*** Ausgangstext

Wie weit ist die Umsetzung der Fusion der früheren Regionalverbände in Frankfurt und Düsseldorf?

Bockelmann: Nach gut zwei Monaten als gemeinsames Haus sind wir gut unterwegs, es ist viel in Bewegung. Die Beschlüsse zur Fusion der beiden Verbände wurden Ende April gefasst, die Eintragung in das Vereinsregister erfolgte am 30. Juni. Bei der Umsetzung kommen wir gut voran, weil in den Fusionsgesprächen viele Dinge schon festgelegt und klar kommuniziert wurden. So haben wir uns sehr früh auf eine klare Zuordnung im Geschäftsverteilungsplan für die Vorstandsmitglieder geeinigt, die zweite Ebene steht und der Verbandsrat ist konstituiert. Zudem haben wir von allen Bereichen das Zukunftsbild vor Augen und bereiten die Umsetzung vor. Im Oktober werden die finalen Beschlüsse gefasst.

Welche Aufgaben werden mit Vorrang angepackt? Was sind die größten anstehenden Projekte?

Barkey: Derzeit setzen wir in vielen Bereichen Dinge um, die wir unseren Mitgliedern im Vorfeld der Fusion zugesagt haben. Das betrifft vor allem die Felder Beratung und Bildung. Im Bereich der Steuerberatung beispielsweise können damit größere Einheiten von Spezialisten auch Sonderfragen einzelner Institute beziehungsweise der Mitglieder aus den Bereichen gewerbliche sowie landwirtschaftliche Waren behandeln. Auch an dieser Stelle wollen wir künftig Spezialangebote vorhalten. Hier haben wir übrigens vor der Fusion schon viel Vorarbeit geleistet. So hatte der Frankfurter Verband, um ein konkretes Beispiel zu geben, eine Anwaltsgesellschaft mit über 50 Juristen aus sieben Spezialgebieten, der wir als damaliger RWGV beigetreten sind. Diese Einheit ermöglicht es uns heute, alle Fragen rund um ein spezielles Gewerbe abzudecken. Die Fusion der Bildungsakademien ist ein weiterer Schritt. Es geht darum, Inhalte und Verfahren nicht mehr parallel zu entwickeln, sondern die Dinge gemeinsam voranzutreiben, etwa das E-Learning. Auch auf die Fragen der Regulatorik müssen wir bildungspolitisch reagieren und haben frühzeitig auf eine gemeinsame Entwicklung gesetzt.

******
*** Bereitgestellte Datensätze

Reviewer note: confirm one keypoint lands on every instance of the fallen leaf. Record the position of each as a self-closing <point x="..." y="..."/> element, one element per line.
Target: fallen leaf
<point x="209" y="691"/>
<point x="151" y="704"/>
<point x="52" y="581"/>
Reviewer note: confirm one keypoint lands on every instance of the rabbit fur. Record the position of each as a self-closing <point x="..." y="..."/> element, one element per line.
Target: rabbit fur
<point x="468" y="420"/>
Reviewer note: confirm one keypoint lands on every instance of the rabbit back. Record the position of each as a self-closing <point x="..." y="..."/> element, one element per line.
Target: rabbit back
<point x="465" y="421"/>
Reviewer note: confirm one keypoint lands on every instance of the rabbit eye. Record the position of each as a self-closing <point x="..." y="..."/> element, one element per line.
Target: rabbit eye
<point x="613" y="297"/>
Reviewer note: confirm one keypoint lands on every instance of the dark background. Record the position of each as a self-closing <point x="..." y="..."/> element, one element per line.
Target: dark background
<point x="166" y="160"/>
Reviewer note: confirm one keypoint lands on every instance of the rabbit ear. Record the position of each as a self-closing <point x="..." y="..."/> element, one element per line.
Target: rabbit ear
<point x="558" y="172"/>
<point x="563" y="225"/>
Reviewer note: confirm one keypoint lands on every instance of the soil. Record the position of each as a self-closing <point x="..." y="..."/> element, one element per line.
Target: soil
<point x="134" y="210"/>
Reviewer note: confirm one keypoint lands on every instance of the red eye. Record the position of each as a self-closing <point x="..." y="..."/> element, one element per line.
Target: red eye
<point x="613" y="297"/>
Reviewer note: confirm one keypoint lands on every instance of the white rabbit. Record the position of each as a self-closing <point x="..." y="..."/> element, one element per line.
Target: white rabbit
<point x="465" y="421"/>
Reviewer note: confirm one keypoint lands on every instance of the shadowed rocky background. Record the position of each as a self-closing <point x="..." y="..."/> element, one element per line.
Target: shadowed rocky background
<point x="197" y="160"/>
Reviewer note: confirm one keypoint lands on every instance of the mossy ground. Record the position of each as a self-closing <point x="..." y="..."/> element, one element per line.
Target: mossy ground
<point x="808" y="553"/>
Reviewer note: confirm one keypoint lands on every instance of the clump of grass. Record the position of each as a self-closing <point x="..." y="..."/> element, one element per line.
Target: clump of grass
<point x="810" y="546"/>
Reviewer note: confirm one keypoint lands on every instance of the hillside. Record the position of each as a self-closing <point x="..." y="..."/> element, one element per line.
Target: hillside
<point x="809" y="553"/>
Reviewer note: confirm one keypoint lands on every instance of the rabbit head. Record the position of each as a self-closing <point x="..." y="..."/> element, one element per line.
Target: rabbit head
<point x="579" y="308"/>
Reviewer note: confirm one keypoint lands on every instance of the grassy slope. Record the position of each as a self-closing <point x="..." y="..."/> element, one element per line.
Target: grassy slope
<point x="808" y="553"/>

******

Zu erledigende Aufgabe — Führen Sie das Interview über die Fusion der Regionalverbände in Frankfurt und Düsseldorf im Anschluss an seinen letzten Satz weiter.

Endergebnis —
Nicht zuletzt sind wir im gemeinsamen Auftritt ein gutes Stück weitergekommen. Wir haben elf Standorte in 14 Bundesländern. Hierfür war schnell ein gemeinsamer Auftritt zu finden, angefangen bei vermeintlichen Kleinigkeiten wie der Türbeschilderung bis hin zum Internetantritt und dem Logo. Auch für das Verbandsmagazin haben wir uns sehr schnell auf ein neues Format verständigt. Für die Zukunft kommt es uns nun ganz entscheidend darauf an, die Kommunikationsfähigkeit unserer Mitglieder zu erhöhen, beispielsweise über die Themen soziale Medien und Veränderungsprozesse, zum Beispiel Fusions- und Filialkommunikation. Mit diesen Themen müssen wir in Zukunft offensiver umgehen. Da reicht es nicht mehr, zweimal im Jahr einen Infobrief an die Mitglieder zu schicken.

Bockelmann: Und last but not least werden wir als Verband in 14 Bundesländern auch gegenüber den Landesregierungen das Gewicht der genossenschaftlichen Familie als einem der größten Wirtschaftssektoren deutlich machen. Hier haben wir bereits erste Gespräche geführt. Was wir machen und leisten, ist in der Politik nicht unbeachtet geblieben.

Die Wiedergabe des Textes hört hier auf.